→ **Your instructions**
Copy out these records with every "thickest part" changed to "widest part". Keep all other text the same.

[Records of labeled points]

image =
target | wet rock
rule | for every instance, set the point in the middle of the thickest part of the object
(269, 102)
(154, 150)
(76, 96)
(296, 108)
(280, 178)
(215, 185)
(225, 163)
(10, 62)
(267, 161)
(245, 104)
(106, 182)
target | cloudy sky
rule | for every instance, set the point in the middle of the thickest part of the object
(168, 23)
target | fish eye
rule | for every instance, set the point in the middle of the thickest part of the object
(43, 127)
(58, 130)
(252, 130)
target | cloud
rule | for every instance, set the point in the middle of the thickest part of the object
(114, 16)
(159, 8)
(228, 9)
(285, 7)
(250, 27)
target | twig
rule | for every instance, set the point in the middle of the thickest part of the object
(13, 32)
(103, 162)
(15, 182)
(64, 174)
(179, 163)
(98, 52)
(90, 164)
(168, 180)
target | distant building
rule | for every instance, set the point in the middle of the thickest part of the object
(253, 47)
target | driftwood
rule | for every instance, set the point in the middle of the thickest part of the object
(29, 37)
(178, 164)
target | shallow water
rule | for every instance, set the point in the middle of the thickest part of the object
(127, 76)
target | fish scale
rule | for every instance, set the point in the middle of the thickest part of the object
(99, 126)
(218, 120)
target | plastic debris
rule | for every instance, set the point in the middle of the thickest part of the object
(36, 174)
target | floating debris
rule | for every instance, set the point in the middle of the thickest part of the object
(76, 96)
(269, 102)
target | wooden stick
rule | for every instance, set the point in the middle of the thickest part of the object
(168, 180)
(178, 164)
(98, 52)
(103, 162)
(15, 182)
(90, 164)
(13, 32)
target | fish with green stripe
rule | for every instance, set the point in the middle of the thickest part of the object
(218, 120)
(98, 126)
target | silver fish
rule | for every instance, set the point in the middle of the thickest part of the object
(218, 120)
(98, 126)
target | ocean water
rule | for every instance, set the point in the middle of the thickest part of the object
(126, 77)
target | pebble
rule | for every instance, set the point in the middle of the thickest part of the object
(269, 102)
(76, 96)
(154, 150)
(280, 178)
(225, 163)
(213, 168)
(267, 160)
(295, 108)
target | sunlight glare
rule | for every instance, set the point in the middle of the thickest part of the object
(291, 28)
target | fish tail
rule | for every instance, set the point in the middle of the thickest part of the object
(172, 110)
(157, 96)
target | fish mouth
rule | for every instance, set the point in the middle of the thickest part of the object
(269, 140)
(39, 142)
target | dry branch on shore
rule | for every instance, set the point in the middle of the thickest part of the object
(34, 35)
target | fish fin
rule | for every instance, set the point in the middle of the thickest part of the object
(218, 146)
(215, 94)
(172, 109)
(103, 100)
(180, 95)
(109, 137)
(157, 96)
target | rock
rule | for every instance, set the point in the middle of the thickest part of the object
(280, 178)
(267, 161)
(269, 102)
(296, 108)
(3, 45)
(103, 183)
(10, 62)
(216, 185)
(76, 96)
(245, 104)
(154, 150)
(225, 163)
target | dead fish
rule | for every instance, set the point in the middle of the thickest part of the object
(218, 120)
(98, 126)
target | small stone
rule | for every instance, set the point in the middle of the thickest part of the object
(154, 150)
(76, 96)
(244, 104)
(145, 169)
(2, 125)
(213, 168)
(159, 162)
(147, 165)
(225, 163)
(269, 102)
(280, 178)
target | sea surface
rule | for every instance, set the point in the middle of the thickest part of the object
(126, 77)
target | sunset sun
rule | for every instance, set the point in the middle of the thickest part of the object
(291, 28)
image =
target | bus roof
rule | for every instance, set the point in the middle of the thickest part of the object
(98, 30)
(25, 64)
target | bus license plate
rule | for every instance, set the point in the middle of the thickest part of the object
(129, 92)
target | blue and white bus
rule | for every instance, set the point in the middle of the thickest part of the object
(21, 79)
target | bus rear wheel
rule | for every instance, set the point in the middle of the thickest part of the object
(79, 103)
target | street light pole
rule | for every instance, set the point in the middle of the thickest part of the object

→ **Response for this exercise**
image =
target | wet rock
rule | for every instance, set the point in the middle of the widest part of the object
(269, 102)
(154, 150)
(76, 96)
(296, 108)
(280, 178)
(215, 185)
(225, 163)
(10, 62)
(267, 161)
(245, 104)
(106, 182)
target | cloudy sky
rule | for every instance, set the point in the middle of the widest part of the object
(168, 23)
target | fish eye
rule | for every instance, set the point in the middle of the widest part of the object
(43, 127)
(58, 130)
(252, 130)
target | cloud
rule | for every instance, set the point in the middle of the widest part of the object
(114, 16)
(159, 8)
(228, 9)
(285, 7)
(250, 27)
target | twig
rule | for every instance, set the point in the middle of the widest part of the object
(13, 32)
(103, 162)
(15, 182)
(64, 174)
(179, 163)
(98, 52)
(90, 164)
(168, 180)
target | distant building
rule | for every instance, set the point in the middle of the widest part of the object
(253, 47)
target | driftwood
rule | for every instance, set the point in the middle of the widest part of the object
(29, 37)
(178, 164)
target | shallow water
rule | for every instance, set the point in the middle of the widest part of the object
(127, 76)
target | fish scale
rule | for every instance, set the point in the middle of the widest part of the object
(99, 126)
(218, 120)
target | plastic debris
rule | for every instance, set the point in the middle of the widest part of the object
(36, 174)
target | floating debris
rule | for every instance, set the point in the middle of the widest part of the object
(76, 96)
(269, 102)
target | wooden stick
rule | for every instance, set the point in the middle of the widest part of the object
(168, 180)
(178, 164)
(98, 52)
(103, 162)
(15, 182)
(90, 164)
(13, 32)
target | fish with green stripe
rule | for every instance, set the point in the middle of the widest part of the object
(218, 120)
(98, 126)
target | silver fish
rule | for every instance, set the point in the middle of the widest part of the object
(218, 120)
(98, 126)
target | ocean water
rule | for every instance, set the point in the middle of the widest part of the object
(126, 77)
target | pebble
rule | for every instance, set the point in the middle of the widest part of the object
(269, 102)
(76, 96)
(154, 150)
(280, 178)
(225, 163)
(213, 168)
(267, 160)
(295, 108)
target | sunlight glare
rule | for every instance, set the point in the middle of the widest part of the object
(291, 28)
target | fish tail
rule | for every instance, set the point in the middle of the widest part of the object
(172, 110)
(157, 96)
target | fish mouth
rule | for every instance, set the point in the middle of the widest part of the object
(269, 140)
(39, 142)
target | dry branch on shore
rule | for every instance, set the point in the middle of the widest part of the object
(34, 35)
target | fish fin
rule | for every instance, set the point in the middle of the widest part of the object
(218, 146)
(215, 94)
(172, 109)
(103, 100)
(180, 95)
(109, 137)
(157, 96)
target | rock
rule | for every instance, set the point in the middle of the widest part of the object
(280, 178)
(267, 161)
(269, 102)
(296, 108)
(3, 45)
(103, 183)
(10, 62)
(216, 185)
(76, 96)
(245, 104)
(154, 150)
(225, 163)
target | dead fish
rule | for every instance, set the point in the middle of the widest part of the object
(218, 120)
(98, 126)
target | small stone
rule | for every instance, set the point in the middle of the widest part of the object
(154, 150)
(76, 96)
(244, 104)
(145, 169)
(2, 125)
(213, 168)
(159, 162)
(147, 165)
(225, 163)
(269, 102)
(280, 178)
target | sea surface
rule | for every instance, set the point in the middle of the widest part of the object
(126, 77)
target | sunset sun
rule | for every instance, set the point in the middle of the widest part of the object
(291, 28)
image =
target | bus roof
rule | for every instance, set the point in the middle of the widest part of the object
(98, 30)
(25, 64)
target | bus license plate
rule | for every instance, set the point in the middle of the widest part of the object
(129, 92)
target | blue and white bus
rule | for every instance, set the point in the middle of the widest part of the object
(21, 79)
target | bus rear wheel
rule | for every instance, set the point in the middle of the widest part of the object
(79, 103)
target | street light pole
rule | for every instance, set the point in the middle of the widest part of the object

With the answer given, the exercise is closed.